Provide the data again in its entirety, exactly as given.

— START OF Material for the task —

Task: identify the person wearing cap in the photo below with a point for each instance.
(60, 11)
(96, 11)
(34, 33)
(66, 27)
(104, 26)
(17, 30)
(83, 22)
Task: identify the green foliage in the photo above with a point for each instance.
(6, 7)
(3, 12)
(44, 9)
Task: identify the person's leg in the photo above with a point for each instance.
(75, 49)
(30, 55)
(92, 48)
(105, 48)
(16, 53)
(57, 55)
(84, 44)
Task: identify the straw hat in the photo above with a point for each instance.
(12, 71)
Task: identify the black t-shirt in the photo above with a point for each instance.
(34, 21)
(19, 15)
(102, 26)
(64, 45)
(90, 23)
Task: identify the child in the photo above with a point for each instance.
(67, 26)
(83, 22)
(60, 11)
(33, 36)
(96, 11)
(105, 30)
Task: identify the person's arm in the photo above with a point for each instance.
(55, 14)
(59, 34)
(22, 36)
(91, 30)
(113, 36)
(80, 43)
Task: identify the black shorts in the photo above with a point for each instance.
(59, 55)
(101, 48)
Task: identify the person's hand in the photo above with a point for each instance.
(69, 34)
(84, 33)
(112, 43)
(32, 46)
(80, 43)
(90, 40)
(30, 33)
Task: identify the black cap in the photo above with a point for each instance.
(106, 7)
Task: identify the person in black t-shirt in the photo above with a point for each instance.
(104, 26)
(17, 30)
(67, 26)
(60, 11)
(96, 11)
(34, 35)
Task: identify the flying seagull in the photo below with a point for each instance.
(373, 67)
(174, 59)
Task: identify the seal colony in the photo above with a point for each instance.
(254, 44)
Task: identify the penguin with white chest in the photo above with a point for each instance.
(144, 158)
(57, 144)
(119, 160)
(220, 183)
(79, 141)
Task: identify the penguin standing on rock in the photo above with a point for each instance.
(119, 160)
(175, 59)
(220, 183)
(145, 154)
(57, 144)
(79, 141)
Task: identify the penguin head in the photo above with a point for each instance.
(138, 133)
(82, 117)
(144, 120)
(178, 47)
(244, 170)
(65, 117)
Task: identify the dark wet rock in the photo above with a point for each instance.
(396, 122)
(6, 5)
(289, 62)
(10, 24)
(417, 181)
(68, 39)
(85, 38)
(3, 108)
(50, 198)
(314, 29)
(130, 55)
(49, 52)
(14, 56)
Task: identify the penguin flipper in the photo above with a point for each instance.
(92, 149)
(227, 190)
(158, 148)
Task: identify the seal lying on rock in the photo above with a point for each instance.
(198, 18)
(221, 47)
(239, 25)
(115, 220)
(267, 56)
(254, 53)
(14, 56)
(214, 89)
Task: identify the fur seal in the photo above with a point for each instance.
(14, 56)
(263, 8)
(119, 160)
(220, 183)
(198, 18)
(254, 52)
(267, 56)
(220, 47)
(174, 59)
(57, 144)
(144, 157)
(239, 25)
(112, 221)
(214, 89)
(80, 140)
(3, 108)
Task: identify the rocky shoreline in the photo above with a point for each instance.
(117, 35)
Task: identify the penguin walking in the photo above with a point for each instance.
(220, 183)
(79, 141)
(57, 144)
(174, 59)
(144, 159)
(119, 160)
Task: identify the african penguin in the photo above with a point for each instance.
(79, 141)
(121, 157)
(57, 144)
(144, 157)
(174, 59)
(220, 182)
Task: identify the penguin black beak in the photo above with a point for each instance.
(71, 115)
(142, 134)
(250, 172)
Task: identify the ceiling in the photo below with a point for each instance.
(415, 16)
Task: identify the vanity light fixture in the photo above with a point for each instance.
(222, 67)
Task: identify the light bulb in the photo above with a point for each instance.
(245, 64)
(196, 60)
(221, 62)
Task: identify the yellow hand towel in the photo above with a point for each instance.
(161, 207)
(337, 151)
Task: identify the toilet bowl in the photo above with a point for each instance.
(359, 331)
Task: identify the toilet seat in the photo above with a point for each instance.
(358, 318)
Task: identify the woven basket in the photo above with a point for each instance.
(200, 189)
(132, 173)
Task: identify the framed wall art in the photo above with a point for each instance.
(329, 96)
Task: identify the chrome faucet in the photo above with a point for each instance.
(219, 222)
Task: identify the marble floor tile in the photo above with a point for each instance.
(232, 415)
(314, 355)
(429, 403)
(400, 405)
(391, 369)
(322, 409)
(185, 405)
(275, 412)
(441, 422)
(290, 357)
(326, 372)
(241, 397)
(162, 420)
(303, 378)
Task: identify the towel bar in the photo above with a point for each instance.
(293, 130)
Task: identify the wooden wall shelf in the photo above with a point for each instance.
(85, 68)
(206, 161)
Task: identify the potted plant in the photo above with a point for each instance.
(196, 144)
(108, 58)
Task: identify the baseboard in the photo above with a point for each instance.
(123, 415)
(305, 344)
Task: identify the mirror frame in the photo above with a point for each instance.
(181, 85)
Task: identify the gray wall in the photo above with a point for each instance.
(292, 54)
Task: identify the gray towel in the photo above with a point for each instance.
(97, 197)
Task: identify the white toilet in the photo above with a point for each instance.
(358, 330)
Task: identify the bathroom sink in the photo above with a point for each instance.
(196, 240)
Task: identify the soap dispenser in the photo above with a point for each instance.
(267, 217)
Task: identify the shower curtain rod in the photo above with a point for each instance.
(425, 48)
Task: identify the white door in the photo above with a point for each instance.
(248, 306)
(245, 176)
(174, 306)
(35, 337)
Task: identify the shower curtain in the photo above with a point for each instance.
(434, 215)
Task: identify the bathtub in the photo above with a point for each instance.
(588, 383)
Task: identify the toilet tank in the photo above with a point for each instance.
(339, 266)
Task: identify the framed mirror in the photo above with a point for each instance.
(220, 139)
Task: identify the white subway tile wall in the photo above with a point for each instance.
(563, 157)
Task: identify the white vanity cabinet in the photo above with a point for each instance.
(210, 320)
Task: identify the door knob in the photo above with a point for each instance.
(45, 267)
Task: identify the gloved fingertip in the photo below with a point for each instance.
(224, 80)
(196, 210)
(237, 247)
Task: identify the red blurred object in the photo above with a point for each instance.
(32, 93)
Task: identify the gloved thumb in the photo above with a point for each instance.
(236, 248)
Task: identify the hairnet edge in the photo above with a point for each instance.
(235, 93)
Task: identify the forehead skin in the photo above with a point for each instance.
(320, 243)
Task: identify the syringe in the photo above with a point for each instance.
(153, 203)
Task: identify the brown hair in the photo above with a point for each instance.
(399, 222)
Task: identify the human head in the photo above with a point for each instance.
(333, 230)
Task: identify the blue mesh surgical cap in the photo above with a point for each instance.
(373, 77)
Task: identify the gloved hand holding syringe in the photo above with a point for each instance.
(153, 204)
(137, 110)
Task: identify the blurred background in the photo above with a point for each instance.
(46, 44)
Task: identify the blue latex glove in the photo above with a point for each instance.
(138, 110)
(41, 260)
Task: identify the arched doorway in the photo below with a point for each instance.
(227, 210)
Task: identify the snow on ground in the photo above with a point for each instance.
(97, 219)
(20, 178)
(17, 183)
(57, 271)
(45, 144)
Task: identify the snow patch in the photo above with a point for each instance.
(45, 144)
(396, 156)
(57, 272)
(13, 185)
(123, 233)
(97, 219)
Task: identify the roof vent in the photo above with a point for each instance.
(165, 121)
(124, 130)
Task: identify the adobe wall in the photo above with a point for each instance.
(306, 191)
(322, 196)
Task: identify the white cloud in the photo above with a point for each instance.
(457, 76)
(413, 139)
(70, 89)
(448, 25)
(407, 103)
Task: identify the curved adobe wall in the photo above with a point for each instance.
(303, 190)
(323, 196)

— END OF Material for the task —

> **Result**:
Task: identify the person wearing cap in the photo below with a point for each instance.
(60, 11)
(96, 11)
(34, 33)
(66, 27)
(104, 26)
(17, 30)
(83, 22)
Task: identify the green foliage in the photo above with a point for each instance.
(6, 7)
(3, 12)
(44, 9)
Task: identify the person's leg in the photo above with a point for each instance.
(75, 49)
(30, 55)
(92, 48)
(105, 48)
(16, 53)
(57, 55)
(84, 44)
Task: identify the straw hat in the photo above with a point for each instance.
(12, 71)
Task: identify the black t-shirt in the photo above with a point for each instance.
(34, 21)
(19, 15)
(102, 26)
(64, 45)
(90, 23)
Task: identify the child in the photo above with a point for each instance.
(67, 26)
(83, 22)
(60, 11)
(33, 36)
(96, 11)
(105, 30)
Task: identify the person's arm in the photo above with a point for each instance.
(55, 14)
(59, 34)
(22, 36)
(91, 30)
(113, 36)
(80, 43)
Task: identify the black shorts in the photo above with a point for each instance.
(59, 55)
(101, 48)
Task: identify the person's hand in the photo above with a point for each instance.
(69, 34)
(84, 33)
(112, 43)
(32, 46)
(80, 43)
(90, 40)
(30, 33)
Task: identify the black cap in the photo above with a point for each instance.
(106, 7)
Task: identify the person in black t-shirt in the photo above with a point for each instance.
(104, 26)
(17, 30)
(67, 26)
(60, 11)
(96, 11)
(34, 35)
Task: identify the flying seagull in the photo below with a point for each instance.
(373, 67)
(174, 59)
Task: identify the seal colony in the photo above with a point for each instance.
(254, 44)
Task: identify the penguin with white chest in the photo above with a point for each instance.
(144, 158)
(57, 144)
(119, 160)
(220, 183)
(79, 141)
Task: identify the penguin standing on rock in the photo above with a point for each instance.
(119, 160)
(175, 59)
(220, 183)
(145, 154)
(57, 144)
(79, 141)
Task: identify the penguin head in the photo above with a point for each instance.
(138, 133)
(82, 117)
(144, 120)
(178, 47)
(244, 170)
(65, 117)
Task: identify the dark wet rock in the photo above with a point for each instance.
(396, 122)
(6, 5)
(289, 62)
(10, 24)
(417, 181)
(68, 39)
(85, 38)
(3, 108)
(50, 198)
(314, 29)
(130, 55)
(49, 52)
(14, 56)
Task: identify the penguin flipper in the photo above with a point for each instance.
(92, 149)
(227, 190)
(158, 148)
Task: identify the seal lying on rock in the photo above with a point for each instance.
(198, 18)
(221, 47)
(239, 25)
(115, 220)
(267, 56)
(254, 53)
(14, 56)
(214, 89)
Task: identify the fur seal in the photo above with a point for each instance.
(14, 56)
(263, 8)
(119, 160)
(220, 183)
(198, 18)
(254, 52)
(267, 56)
(220, 47)
(174, 59)
(57, 144)
(144, 157)
(239, 25)
(112, 221)
(214, 89)
(80, 140)
(3, 108)
Task: identify the rocky shoreline in the photo above with a point for each instance.
(117, 35)
Task: identify the penguin walking in the photo above with a point for each instance.
(220, 183)
(79, 141)
(57, 144)
(174, 59)
(144, 159)
(119, 160)
Task: identify the african penguin in the photo above with a point for each instance.
(79, 141)
(121, 157)
(57, 144)
(144, 157)
(174, 59)
(220, 182)
Task: identify the penguin black beak in the photo above with a point for each instance.
(71, 115)
(142, 134)
(250, 172)
Task: identify the ceiling in the photo below with a point for each instance.
(415, 16)
Task: identify the vanity light fixture in the photo above with a point for each instance.
(222, 67)
Task: identify the light bulb in the photo above with a point for each instance.
(245, 64)
(196, 60)
(221, 62)
Task: identify the yellow hand towel in the photo above with a point for each instance.
(161, 207)
(337, 151)
Task: identify the toilet bowl in the photo above with a point for each instance.
(359, 331)
Task: identify the toilet seat in the photo above with a point for each instance.
(358, 318)
Task: identify the woven basket in the photo above with a point for each instance.
(200, 189)
(132, 173)
Task: identify the framed wall art in the photo above with a point for each instance.
(329, 96)
Task: identify the chrome faucet in the photo above with a point for each instance.
(219, 222)
Task: identify the marble floor tile in the photo above with a point for each instance.
(232, 415)
(314, 355)
(429, 403)
(400, 405)
(391, 369)
(322, 409)
(185, 405)
(275, 412)
(441, 422)
(290, 357)
(326, 372)
(241, 397)
(162, 420)
(303, 378)
Task: identify the towel bar in the photo above with a point for each instance.
(293, 130)
Task: identify the wooden wall shelf in the photo above with a point for each instance.
(85, 68)
(206, 161)
Task: identify the potted plant in the photo above with a point for each instance.
(196, 144)
(108, 58)
Task: identify the baseboard in the photo above with a point for each instance.
(123, 415)
(305, 344)
Task: identify the mirror frame in the photo above with a point for each instance.
(181, 85)
Task: identify the gray wall in the photo above with a point for each instance.
(292, 54)
Task: identify the gray towel in the photo above with a point for each instance.
(97, 197)
Task: identify the white toilet in the photo above with a point for each instance.
(358, 330)
Task: identify the bathroom sink in the photo above with a point for each instance.
(196, 240)
Task: identify the soap dispenser in the photo above with a point for each instance.
(267, 217)
Task: identify the shower curtain rod in the photo above with a point for each instance.
(425, 48)
Task: identify the white door in the photo above with a point for each instance.
(248, 306)
(245, 176)
(174, 306)
(35, 337)
Task: identify the shower curtain in the photo above with a point for each instance.
(434, 215)
Task: identify the bathtub in the photo above with a point for each instance.
(588, 383)
Task: identify the toilet tank in the photo above with a point for each instance.
(339, 266)
Task: identify the framed mirror in the photo above with a point for each instance.
(220, 139)
Task: identify the white subway tile wall in the photo above with a point for each instance.
(563, 157)
Task: identify the white vanity cabinet in the photo above with a point for each instance.
(210, 320)
Task: identify the door knob in the photo above with a point for each instance.
(45, 267)
Task: identify the gloved fingertip in the photo below with a point for each instance.
(224, 80)
(196, 210)
(237, 247)
Task: identify the red blurred object in the photo above with a point for each instance.
(32, 93)
Task: identify the gloved thumb in the photo above with a point for each instance.
(236, 248)
Task: identify the hairnet edge in the photo above with a point for each instance.
(235, 93)
Task: identify the forehead skin in the photo above with a point for each instance.
(320, 243)
Task: identify the syringe in the photo above with a point for each instance.
(153, 203)
Task: identify the brown hair in the photo above with a point for each instance.
(399, 222)
Task: identify the human head in the photo above with a point for each instance.
(333, 230)
Task: identify the blue mesh surgical cap in the photo above with a point for each instance.
(373, 77)
Task: identify the gloved hand holding syringe in the photo above with a point for each instance.
(153, 204)
(137, 110)
Task: identify the blurred background in the photo above with a point for each instance.
(46, 44)
Task: identify the blue latex glove in the photo above with a point for each instance.
(138, 110)
(41, 260)
Task: identify the arched doorway in the photo below with a point for each instance.
(227, 210)
Task: identify the snow on ground in the photo above with a point for each instance.
(97, 219)
(20, 178)
(17, 183)
(57, 271)
(45, 144)
Task: identify the snow patch in the photo above with a point for each instance.
(45, 144)
(396, 156)
(57, 272)
(13, 185)
(123, 233)
(97, 219)
Task: identify the roof vent in the photo above with a point for each instance.
(165, 121)
(124, 130)
Task: identify the adobe wall in the photo above with a point for each instance.
(306, 191)
(322, 196)
Task: identify the white cloud in the photo above with a point for each instance.
(457, 76)
(413, 139)
(70, 89)
(448, 25)
(407, 103)
Task: identify the curved adobe wall in the photo above with a point for each instance.
(303, 190)
(323, 196)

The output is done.